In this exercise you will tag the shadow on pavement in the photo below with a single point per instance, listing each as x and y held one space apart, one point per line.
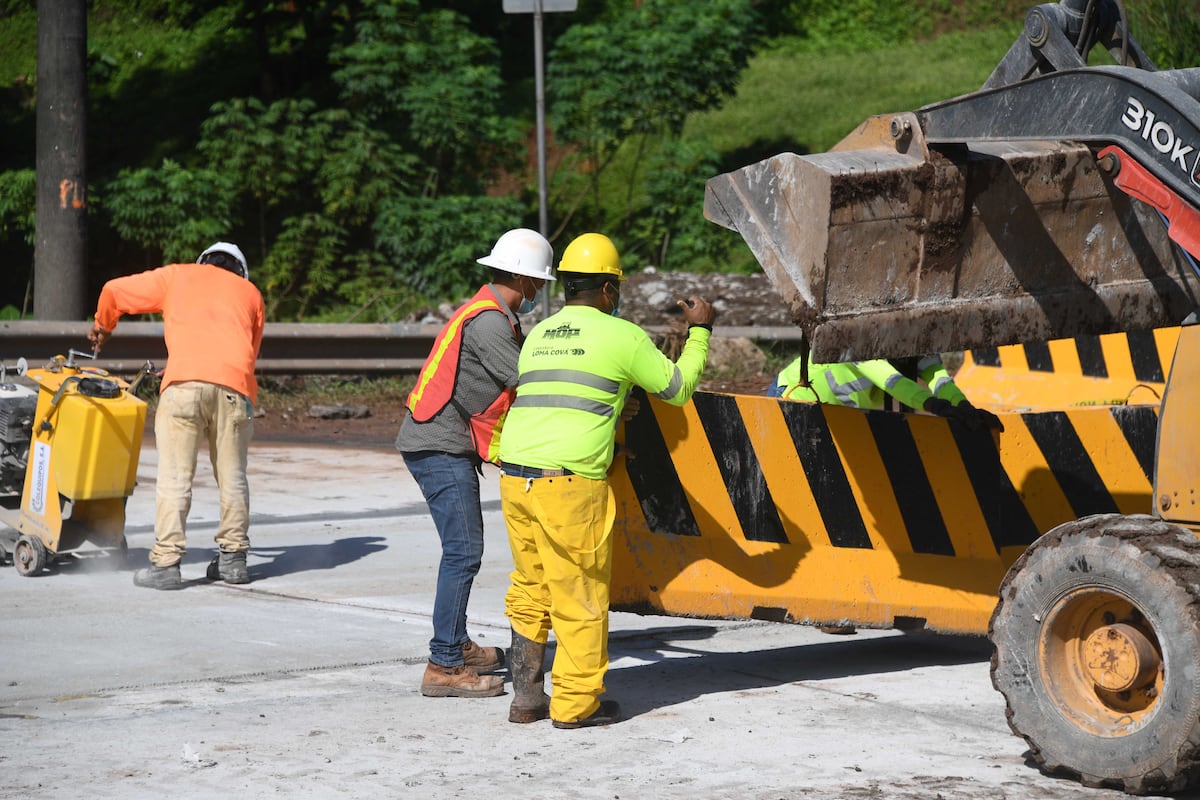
281 560
672 673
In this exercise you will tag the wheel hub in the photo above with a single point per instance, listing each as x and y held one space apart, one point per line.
1120 657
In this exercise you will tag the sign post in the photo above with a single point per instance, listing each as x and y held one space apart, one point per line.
538 7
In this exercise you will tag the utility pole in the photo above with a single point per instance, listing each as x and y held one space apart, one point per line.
538 7
60 274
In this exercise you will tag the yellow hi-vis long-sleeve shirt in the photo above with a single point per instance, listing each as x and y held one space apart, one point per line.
575 372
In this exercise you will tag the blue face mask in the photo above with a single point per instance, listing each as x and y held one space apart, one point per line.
526 304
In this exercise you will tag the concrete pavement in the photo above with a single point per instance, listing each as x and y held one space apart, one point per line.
304 684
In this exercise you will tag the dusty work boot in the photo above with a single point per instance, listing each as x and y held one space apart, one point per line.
229 567
607 714
483 659
459 681
529 702
159 577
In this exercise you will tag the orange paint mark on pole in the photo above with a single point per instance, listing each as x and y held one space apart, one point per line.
70 188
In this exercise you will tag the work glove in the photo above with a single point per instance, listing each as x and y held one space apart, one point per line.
940 407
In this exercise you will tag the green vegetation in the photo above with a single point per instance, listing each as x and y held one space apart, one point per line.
366 151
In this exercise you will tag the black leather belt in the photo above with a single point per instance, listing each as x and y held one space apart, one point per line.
517 470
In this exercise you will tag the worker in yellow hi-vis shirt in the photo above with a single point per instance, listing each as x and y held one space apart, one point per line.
574 378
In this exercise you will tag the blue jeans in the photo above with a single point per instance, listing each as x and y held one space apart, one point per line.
450 486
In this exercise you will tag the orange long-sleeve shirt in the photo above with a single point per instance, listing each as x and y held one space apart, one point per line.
213 320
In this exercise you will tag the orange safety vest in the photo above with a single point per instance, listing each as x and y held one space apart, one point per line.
435 385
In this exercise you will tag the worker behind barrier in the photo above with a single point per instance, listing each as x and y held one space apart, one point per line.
576 371
867 384
213 323
455 413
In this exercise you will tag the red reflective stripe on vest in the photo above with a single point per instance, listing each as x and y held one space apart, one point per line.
435 385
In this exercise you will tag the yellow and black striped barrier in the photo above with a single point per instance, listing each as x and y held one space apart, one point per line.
756 507
1111 368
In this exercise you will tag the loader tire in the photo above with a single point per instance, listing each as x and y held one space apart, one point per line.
1097 653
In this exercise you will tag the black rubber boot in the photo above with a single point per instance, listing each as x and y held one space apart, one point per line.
607 714
529 699
159 577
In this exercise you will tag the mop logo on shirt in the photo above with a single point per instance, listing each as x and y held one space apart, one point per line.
563 331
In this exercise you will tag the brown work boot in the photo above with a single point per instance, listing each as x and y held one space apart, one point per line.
529 699
607 714
459 681
481 659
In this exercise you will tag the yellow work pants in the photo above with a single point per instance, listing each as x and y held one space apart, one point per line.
559 530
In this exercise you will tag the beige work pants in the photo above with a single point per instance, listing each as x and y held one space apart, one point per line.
191 413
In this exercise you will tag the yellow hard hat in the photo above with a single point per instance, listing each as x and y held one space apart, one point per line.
592 254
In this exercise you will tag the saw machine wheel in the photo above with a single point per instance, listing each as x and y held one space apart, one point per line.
30 555
1097 653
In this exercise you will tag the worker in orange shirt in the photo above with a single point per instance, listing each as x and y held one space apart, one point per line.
213 323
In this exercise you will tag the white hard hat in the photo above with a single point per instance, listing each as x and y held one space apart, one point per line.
232 250
522 252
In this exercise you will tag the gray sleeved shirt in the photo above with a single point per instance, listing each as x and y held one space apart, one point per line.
487 364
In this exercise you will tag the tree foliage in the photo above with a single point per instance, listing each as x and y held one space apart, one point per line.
364 152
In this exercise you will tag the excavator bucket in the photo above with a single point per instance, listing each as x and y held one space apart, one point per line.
984 221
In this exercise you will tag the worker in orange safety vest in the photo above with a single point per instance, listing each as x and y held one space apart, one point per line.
455 413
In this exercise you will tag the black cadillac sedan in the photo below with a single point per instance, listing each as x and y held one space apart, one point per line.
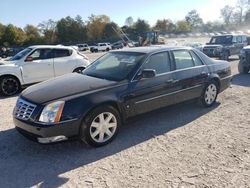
121 84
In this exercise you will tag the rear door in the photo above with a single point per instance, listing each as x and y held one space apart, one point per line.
149 94
191 74
63 61
41 68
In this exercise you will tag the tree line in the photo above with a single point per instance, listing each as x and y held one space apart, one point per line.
98 28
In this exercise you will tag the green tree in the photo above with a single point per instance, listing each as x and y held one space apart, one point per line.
129 21
13 36
70 30
247 17
141 26
193 19
227 13
2 30
183 27
108 31
96 25
48 29
32 33
164 25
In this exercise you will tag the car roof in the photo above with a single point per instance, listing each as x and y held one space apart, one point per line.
153 49
52 46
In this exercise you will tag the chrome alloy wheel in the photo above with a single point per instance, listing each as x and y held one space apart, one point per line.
210 94
103 127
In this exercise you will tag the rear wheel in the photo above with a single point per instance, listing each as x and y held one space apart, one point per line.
242 69
9 86
100 126
210 94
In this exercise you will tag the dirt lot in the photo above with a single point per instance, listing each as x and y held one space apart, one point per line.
179 146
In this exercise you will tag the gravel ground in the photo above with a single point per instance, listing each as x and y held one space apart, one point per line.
179 146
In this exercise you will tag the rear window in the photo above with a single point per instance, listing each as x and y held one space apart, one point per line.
183 59
62 53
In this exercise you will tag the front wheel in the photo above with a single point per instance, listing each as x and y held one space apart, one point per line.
242 69
100 126
210 94
9 86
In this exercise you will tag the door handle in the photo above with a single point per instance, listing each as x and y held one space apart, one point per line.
171 81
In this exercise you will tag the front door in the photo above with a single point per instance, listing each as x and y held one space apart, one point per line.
152 93
40 68
191 74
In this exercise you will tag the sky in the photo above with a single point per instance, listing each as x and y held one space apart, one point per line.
33 12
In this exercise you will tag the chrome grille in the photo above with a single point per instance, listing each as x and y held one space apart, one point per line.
23 109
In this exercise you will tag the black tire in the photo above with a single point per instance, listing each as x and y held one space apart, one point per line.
9 86
79 70
86 128
208 101
242 69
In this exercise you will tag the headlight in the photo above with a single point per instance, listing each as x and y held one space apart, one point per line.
52 112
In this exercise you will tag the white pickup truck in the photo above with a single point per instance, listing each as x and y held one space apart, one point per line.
38 63
101 47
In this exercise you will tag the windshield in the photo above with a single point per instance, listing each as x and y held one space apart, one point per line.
21 54
114 66
221 40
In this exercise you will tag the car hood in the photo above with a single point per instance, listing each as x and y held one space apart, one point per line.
6 63
64 86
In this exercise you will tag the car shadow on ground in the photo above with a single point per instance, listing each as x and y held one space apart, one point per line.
241 80
24 163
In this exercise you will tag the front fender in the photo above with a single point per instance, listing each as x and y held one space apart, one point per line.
13 71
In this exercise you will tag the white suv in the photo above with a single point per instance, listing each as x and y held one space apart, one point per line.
101 47
39 63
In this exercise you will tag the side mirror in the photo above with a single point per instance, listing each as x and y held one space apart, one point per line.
29 59
148 73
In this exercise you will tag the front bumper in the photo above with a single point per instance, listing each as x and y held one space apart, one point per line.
48 133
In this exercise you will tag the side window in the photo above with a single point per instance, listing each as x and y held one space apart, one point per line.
41 54
183 59
196 59
62 53
159 62
244 39
239 39
234 40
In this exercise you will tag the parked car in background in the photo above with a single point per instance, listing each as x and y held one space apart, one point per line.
196 45
117 45
244 64
223 46
101 47
83 47
75 47
36 64
117 86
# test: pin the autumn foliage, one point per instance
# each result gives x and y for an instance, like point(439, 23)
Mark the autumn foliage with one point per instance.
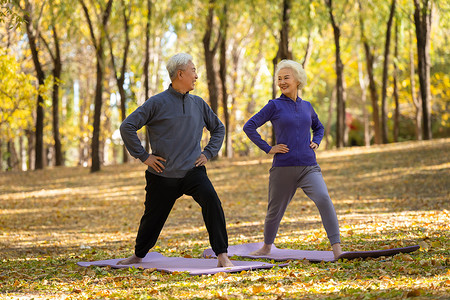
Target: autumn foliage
point(385, 196)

ABOUT THIS TASK
Transcribe each record exactly as it stands, setting aside any pictures.

RESULT
In this exercise you will tag the shadow on pavement in the photo below with a single point per instance, listing each as x and y held one space apart, one point per line.
281 560
672 673
In this exercise you will tag the wheel hub in the photo above with a single point per instance, listing each as x and y held one space apart, one point per line.
1120 657
In this exercise you will tag the sign post in the photo above with a single point per instance, listing each as x and y held one space apart, one point per line.
538 7
In this exercise you will tag the utility pole in the photo above with a single point per instance, listing each as x and y held one space apart, one point per line.
538 7
60 274
In this exercise you will tag the yellow hi-vis long-sleeve shirt in the photo above with a single point per instance, listing each as x and y held one space apart, one point per line.
575 372
In this exercise you will tag the blue face mask in the photo above with a single point per instance, listing each as x and y held one space apart, one point per line.
526 304
In this exercise you will tag the concrete pavement in the photo above with a single point per instance, listing each as x and y held one space apart, one point per line.
304 684
In this exercise you will tag the dusty work boot in the photo above with a single point per instance, listing each as x and y held one space apart, one point per line.
229 567
607 714
483 659
459 681
529 702
159 577
In this exercise you will tag the orange paint mark on pole in the photo above with a single point per instance, listing each as x and y held one space apart, one point per line.
70 188
In this exercise you will tag the work glove in the photo above with a single point per instance, listing each as x and y held one space apart, one point per line.
940 407
In this exercise you will tag the green vegetation in the photo above with a single point per instance, listing each as x and y held one space apart, one point per line.
366 151
In this exercise you will tag the black leather belt in the photo above with a single point per instance, listing each as x and y held one space apart, one point per line.
517 470
In this exercise you will tag the worker in yellow hi-vis shirt in the photo above with a single point per instance, listing each as x and y held one space apart, one point per line.
574 378
In this exercise you will tag the blue jeans in the photo above with a single point per instance, listing each as x and y held one space apart, one point per line.
450 486
In this exercise you will tag the orange long-sleeve shirt in the photo above with a single point per instance, listing each as x and y held one space apart, one point per line.
213 320
In this exercise you will tag the orange safety vest in the photo above with a single point per instance, listing each as x and y held one space apart, one point per line.
435 385
In this exercise you will tag the worker behind barrier in the photo above with a single point per instance, listing each as x and y held one space apart, one point per line.
576 371
867 384
213 323
455 413
In this exercise you will tag the red reflective stripe on vest in the photo above with a single point per instance, listing each as x and y held one space apart, one point per line.
435 385
In this exercise you will tag the yellow and black striped barrier in the photo above with a single point per instance, listing each as x and y held one space apart, one point per line.
756 507
1111 368
In this exercise you will tag the loader tire in the photo above with a single point per instance, listing each as x and y held one space apart, one point per line.
1097 653
In this exercise you will tag the black rubber boot in the photo above with a single point per instance, listing each as x and y held one space apart, one point per line.
607 714
529 699
159 577
In this exercise you will tag the mop logo on shirt in the photo above with a single point per instance, listing each as x and y held one space apart, one point per line.
563 331
In this exercise you will tag the brown work boot in the photo above with a single point per instance, listing each as x and y held one space apart, one point per line.
529 699
607 714
459 681
481 659
In this exercise you will tag the yellow work pants in the photo above with a single point per instance, listing each as x and y held one space apart, one point per line.
559 530
In this exercise you will tag the beige work pants in the photo above with a single point per instance, listing each as x and y held one space apart, one point per line.
191 413
In this exercise you will tag the yellow hard hat in the photo above with a single point per instance, listing each as x and y held one space apart, one point per line.
592 254
In this exercise you will tag the saw machine wheel in the photo above with a single point per instance, listing each as x and y held one space apart, one point per line.
30 555
1097 653
In this exercise you will tag the worker in orange shirt in the photo above with a single point per instance, listing each as x and y held one space apart, one point per line.
213 323
In this exercise you will tag the white hard hat in the photo above with a single point per instance, listing each as x and y held one space apart, one point per line.
232 250
522 252
In this exercise you will tag the gray sleeved shirt in the photo above with a single point per instance, listing each as x and y held one space apart, one point per line.
487 364
In this exercise you will tag the tree foliage in the photo above with a single point per instance, listing each as x and y held one space apart, one point per line.
364 152
In this exercise you will tag the excavator bucket in the photo above with a single point per instance, listing each as x and y held one space apart, one point per line.
984 221
In this exercise you will tag the worker in orange safety vest in the photo above with a single point per instance, listing each as x and y held one space apart, one point per line.
455 413
In this exercise you will tag the black cadillac sedan in the photo below with a single point per instance, listing each as x and y held one space apart, one point per line.
121 84
In this exercise you will tag the rear door in the photo above with a single point per instance, listing each as x and y held one space apart, one point per line.
149 94
191 74
63 61
41 68
In this exercise you will tag the tree line in the photo above with a single point per instance, listing each as x and y held one space apart, one point per line.
98 28
In this exercise you will tag the green tree in the photo above with a single point per instance, listing each as x and y held one space apart, one point per line.
129 21
13 36
70 30
247 17
141 26
193 19
227 13
2 30
183 27
108 31
96 25
48 29
32 33
164 25
In this exercise you will tag the car roof in the photo above with a single point per instance, listing each as x and y held one space apart, one point per line.
153 49
52 46
In this exercise you will tag the chrome alloy wheel in the photo above with a single point per instance, listing each as x and y held one space apart, one point per line.
210 94
103 127
In this exercise you will tag the rear wheel in the photo above with a single point per instance, listing each as x and y held one space apart, one point per line.
242 69
9 86
100 126
210 94
In this exercise you will tag the dirt lot in the photo above with a single point per instance, listing each as x and y held one space apart, one point per line.
179 146
In this exercise you will tag the gravel ground in the photo above with a single point per instance, listing each as x and y held one space apart, one point per line.
179 146
In this exercise you will tag the rear window in the photo above with a single point per instance, listing each as x and y held one space apart, one point per line.
183 59
62 53
In this exercise you will tag the front wheel in the photo above with a single point per instance, listing each as x and y held one space apart, one point per line.
242 69
100 126
210 94
9 86
In this exercise you will tag the door handle in the photo above with a single point per instance, listing each as x and y held one space apart, one point per line.
171 81
In this exercise you will tag the front door in the photo above with a single point per instance, listing each as x and y held one space apart, one point per line.
152 93
40 68
191 74
In this exercise you will tag the sky in the photo above with a single point per instance, listing each as x and y held one space apart, one point per line.
33 12
In this exercise you will tag the chrome grille in the photo above with a single point per instance, listing each as x and y held one space apart, one point per line.
23 109
In this exercise you will tag the black tire in the photo above with a single point per instance, listing each as x and y held one space apart, one point per line.
9 86
79 70
86 128
208 101
242 69
In this exercise you will tag the headlight in the photo above with a single point per instance, listing each as x and y held one space apart, one point per line.
52 112
In this exercise you will tag the white pickup truck in the photo above with a single point per instance, listing each as x and y held one space apart, one point per line.
38 63
101 47
In this exercise you will tag the windshield in the photo above with a single point per instance, listing each as x and y held one space apart, one point per line.
21 54
114 66
221 40
In this exercise you will tag the car hood in the photo above with a single point per instance, listing each as x and y held one space apart, one point per line.
6 63
64 86
In this exercise you will tag the car shadow on ground in the photo above with a single point per instance, listing each as x and y held one space apart, one point per line.
241 80
24 163
In this exercise you will tag the front fender in the photo above with a single point per instance, listing each as x and y held one space apart, one point per line.
13 71
In this exercise you will tag the white suv in the photo above with a single point per instance, listing each as x and y held one space apart, one point per line.
101 47
39 63
In this exercise you will tag the side mirror in the photo above with a single point per instance, listing each as x and y held one space apart, one point per line.
29 59
148 73
In this exercise you will tag the front bumper in the photo above with a single point per instance, listing each as x and y held one space apart, one point per line.
48 133
In this exercise you will tag the side window in the photo above with a single point per instance, listing each as x and y held one space apart, one point per line.
41 54
183 59
196 59
62 53
159 62
244 39
239 39
234 40
In this exercise you will tag the parked car in background in the photo above with a single point per instance, listing each as x and y held one space apart, one point per line.
196 45
117 45
244 64
223 46
101 47
83 47
75 47
36 64
117 86
# test: pin the autumn foliage, one point per instance
# each result gives x and y for an instance, like point(439, 23)
Mark the autumn foliage with one point per instance.
Target: autumn foliage
point(385, 196)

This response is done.